There have been many a pundit who have explained just how on earth! Donald Trump became President of the United States, but none of them have traced it to the implicit messages that schools send children in segregated neighborhoods about themselves and the nation. Journalists and experts have cited every phenomenon from low voter turnout, to racist white women, to rural poverty, to the left's disillusionment with Clinton, to a migration of young, uneducated whites to the GOP and everything in between. Sure, all of these shifts had their influence on the outcome of the 2016 election. However, the people who cast their ballots (and the ones who did not) were all children at one point. They sat in desks and they learned a history that directly contributed to their worldview and who they trust to lead them.
The truth is American public-school students are more familiar with the Niña, Pinta, and Santa Maria than they are with W.E.B, Stokely, or Fannie Lou. I have notebooks filled with T-charts of the Columbian Exchange and Venn Diagrams comparing the opinions of the Federalists and the Democratic Republicans in 1790. As students, we were required to memorize the same takeaways of the Seneca Falls Convention and Articles of Confederation that put our grandparents to sleep fifty years ago. No wonder kids hate history class; teachers are feeding them academic benzodiazepines and handing out praises for how articulately they can recite other people’s opinions.
Our teachers never posed a question like “Why are there no black kids or teachers at this school?” Instead, we were asked seemingly complex questions that had straightforward answers, never simple questions that necessitated complicated, nuanced explanations. Unfortunately, the majority of American schools give students the tools necessary to vehemently perpetuate or tacitly accept the unnatural and dehumanizing state of segregation. The disenfranchisement of millions from economic and political power and the criminal level of state sanctioned violence and slavery are propped up or ignored in the name of American Freedom. The history children learn in school and the swaths of truth teachers omit directly form the fabric of American social attitudes decades down the road. So, what were the self-identifying Nazis and Klansmen learning in school that made traumatizing a community so easy? And what were the police officers learning that made reaction to their terrorism so half-hearted?
When children are separated from one another along racial lines, ignorance and fear lead to prejudices that have the potential to plague their social attitudes and dictate their political and personal decisions throughout adulthood. In segregated neighborhoods across America, children are taught disproportionately about white people, white contributions to society, and white standards of beauty so repeatedly that white becomes the default state. The white experience is posited as universal when it is anything but. This happens with such persistence that white teens at best are unconscious of the humanity they deny black people every day and at worst, actively participating in their disparagement through fear and intimidation while black teens receive the message loud and clear that White America has not and will not ever care for them.

> What you should do
In the text on schooling and segregation, which three ships are American public-school students said to know better than W.E.B, Stokely, or Fannie Lou? The lines after this text are not needed.

> Stored records
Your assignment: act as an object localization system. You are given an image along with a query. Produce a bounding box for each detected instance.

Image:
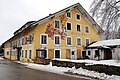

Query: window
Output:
[41,50,47,58]
[88,51,91,56]
[76,14,80,20]
[95,50,100,56]
[29,50,32,59]
[54,35,60,44]
[22,50,24,57]
[67,37,72,45]
[41,34,48,44]
[29,35,32,44]
[7,52,9,55]
[86,39,90,45]
[77,38,81,46]
[54,20,60,29]
[67,22,72,30]
[25,50,27,58]
[54,50,60,58]
[22,38,24,45]
[85,26,89,33]
[67,12,71,18]
[25,37,27,44]
[77,24,81,32]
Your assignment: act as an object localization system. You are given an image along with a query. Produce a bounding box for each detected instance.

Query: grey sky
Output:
[0,0,92,44]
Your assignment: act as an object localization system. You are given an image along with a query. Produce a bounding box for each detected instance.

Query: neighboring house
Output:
[86,39,120,60]
[4,3,103,61]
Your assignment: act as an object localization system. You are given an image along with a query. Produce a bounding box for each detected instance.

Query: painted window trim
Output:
[76,13,81,21]
[66,21,72,31]
[76,37,82,47]
[54,35,61,46]
[40,34,48,45]
[66,36,72,46]
[85,38,90,45]
[66,11,72,19]
[40,48,49,58]
[54,49,61,59]
[54,19,60,29]
[76,23,82,32]
[84,25,90,34]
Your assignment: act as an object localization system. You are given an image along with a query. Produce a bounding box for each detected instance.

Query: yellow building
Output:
[4,3,103,61]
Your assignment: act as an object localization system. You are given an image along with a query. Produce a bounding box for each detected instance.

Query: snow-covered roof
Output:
[88,39,120,47]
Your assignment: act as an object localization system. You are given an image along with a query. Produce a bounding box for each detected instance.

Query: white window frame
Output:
[40,48,48,58]
[54,19,60,29]
[40,34,48,45]
[54,35,61,45]
[66,11,72,19]
[66,21,72,31]
[85,25,90,34]
[85,38,90,45]
[76,23,82,32]
[76,13,81,21]
[54,49,61,59]
[76,37,82,46]
[66,36,72,46]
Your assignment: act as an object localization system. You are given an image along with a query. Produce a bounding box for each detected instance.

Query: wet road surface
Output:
[0,59,92,80]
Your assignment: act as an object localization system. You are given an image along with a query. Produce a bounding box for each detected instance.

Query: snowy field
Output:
[55,59,120,67]
[17,60,120,80]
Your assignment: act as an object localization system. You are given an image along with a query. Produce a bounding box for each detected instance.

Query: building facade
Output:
[4,3,102,61]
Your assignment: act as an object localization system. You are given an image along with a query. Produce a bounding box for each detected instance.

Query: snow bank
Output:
[54,59,120,67]
[16,61,120,80]
[69,67,120,80]
[0,57,3,60]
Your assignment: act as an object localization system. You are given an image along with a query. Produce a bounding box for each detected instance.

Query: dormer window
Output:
[76,13,80,20]
[85,26,89,33]
[67,12,72,18]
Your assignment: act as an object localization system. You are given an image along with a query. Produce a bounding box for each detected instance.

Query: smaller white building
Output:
[84,39,120,60]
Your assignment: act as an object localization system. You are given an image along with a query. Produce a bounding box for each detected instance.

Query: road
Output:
[0,59,92,80]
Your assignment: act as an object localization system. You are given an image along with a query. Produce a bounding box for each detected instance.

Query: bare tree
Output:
[90,0,120,40]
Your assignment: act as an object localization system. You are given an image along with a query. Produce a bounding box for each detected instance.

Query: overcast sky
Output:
[0,0,92,44]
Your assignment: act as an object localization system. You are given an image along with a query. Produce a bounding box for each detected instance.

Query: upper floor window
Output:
[29,35,32,44]
[29,50,32,59]
[67,37,72,45]
[77,24,81,32]
[41,34,48,44]
[25,36,27,44]
[67,12,72,18]
[86,38,90,45]
[54,35,60,45]
[77,38,81,46]
[85,26,89,33]
[54,20,60,29]
[22,38,24,45]
[76,13,80,20]
[67,22,72,30]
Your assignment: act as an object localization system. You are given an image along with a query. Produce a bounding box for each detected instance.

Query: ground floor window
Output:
[25,50,27,58]
[22,50,24,57]
[29,50,32,59]
[40,50,47,58]
[54,50,60,58]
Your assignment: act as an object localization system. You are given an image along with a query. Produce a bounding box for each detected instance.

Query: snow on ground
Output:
[0,57,3,60]
[55,59,120,66]
[16,61,120,80]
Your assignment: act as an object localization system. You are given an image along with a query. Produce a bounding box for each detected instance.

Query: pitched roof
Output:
[88,39,120,48]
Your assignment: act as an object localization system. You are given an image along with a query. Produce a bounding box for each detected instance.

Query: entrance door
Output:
[17,48,21,60]
[71,48,77,59]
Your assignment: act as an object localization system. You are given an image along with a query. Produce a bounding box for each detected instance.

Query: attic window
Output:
[67,22,72,30]
[76,13,80,20]
[67,12,72,18]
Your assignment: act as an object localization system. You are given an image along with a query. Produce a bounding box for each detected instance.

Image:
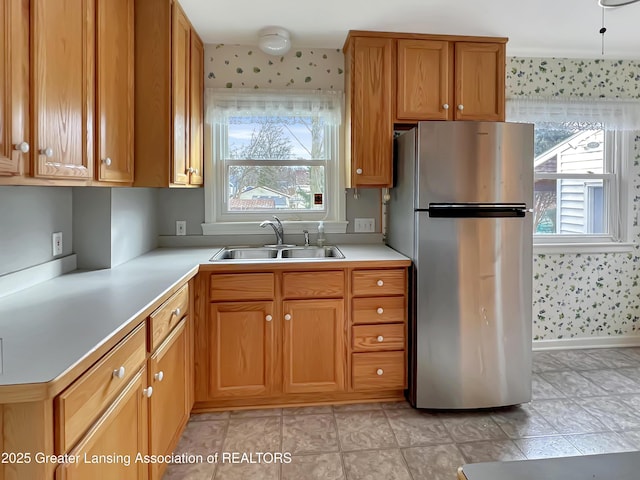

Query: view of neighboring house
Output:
[534,130,605,234]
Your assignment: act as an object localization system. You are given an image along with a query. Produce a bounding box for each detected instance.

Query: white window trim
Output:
[533,131,635,254]
[507,97,640,254]
[201,89,349,235]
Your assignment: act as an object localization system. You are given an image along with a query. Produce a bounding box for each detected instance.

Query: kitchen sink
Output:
[211,245,344,262]
[281,246,344,258]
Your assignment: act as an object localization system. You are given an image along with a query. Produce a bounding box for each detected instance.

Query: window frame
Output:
[533,127,635,253]
[202,91,348,235]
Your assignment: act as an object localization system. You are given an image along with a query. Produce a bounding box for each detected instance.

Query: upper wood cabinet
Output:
[344,31,507,187]
[396,40,453,121]
[0,0,31,176]
[396,39,505,123]
[134,0,204,187]
[345,37,394,187]
[455,42,506,122]
[96,0,134,183]
[31,0,95,180]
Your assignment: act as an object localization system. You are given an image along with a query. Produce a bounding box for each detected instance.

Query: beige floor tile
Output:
[335,410,398,452]
[281,453,345,480]
[402,445,466,480]
[343,450,411,480]
[282,414,339,455]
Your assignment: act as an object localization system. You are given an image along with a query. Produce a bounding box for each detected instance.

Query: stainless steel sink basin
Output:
[211,247,278,260]
[281,246,344,258]
[211,245,344,262]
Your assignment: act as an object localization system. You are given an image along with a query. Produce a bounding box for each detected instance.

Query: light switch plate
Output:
[353,218,376,233]
[51,232,62,257]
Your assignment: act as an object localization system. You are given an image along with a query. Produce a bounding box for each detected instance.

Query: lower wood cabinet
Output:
[149,318,191,479]
[56,368,148,480]
[205,302,275,398]
[283,299,345,393]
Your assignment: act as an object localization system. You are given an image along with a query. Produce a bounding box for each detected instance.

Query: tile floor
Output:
[164,348,640,480]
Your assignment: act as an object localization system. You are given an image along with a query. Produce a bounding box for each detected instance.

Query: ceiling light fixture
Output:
[598,0,640,8]
[258,27,291,55]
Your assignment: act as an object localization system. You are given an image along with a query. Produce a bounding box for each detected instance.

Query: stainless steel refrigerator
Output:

> Task result
The Niña, Pinta, and Santa Maria.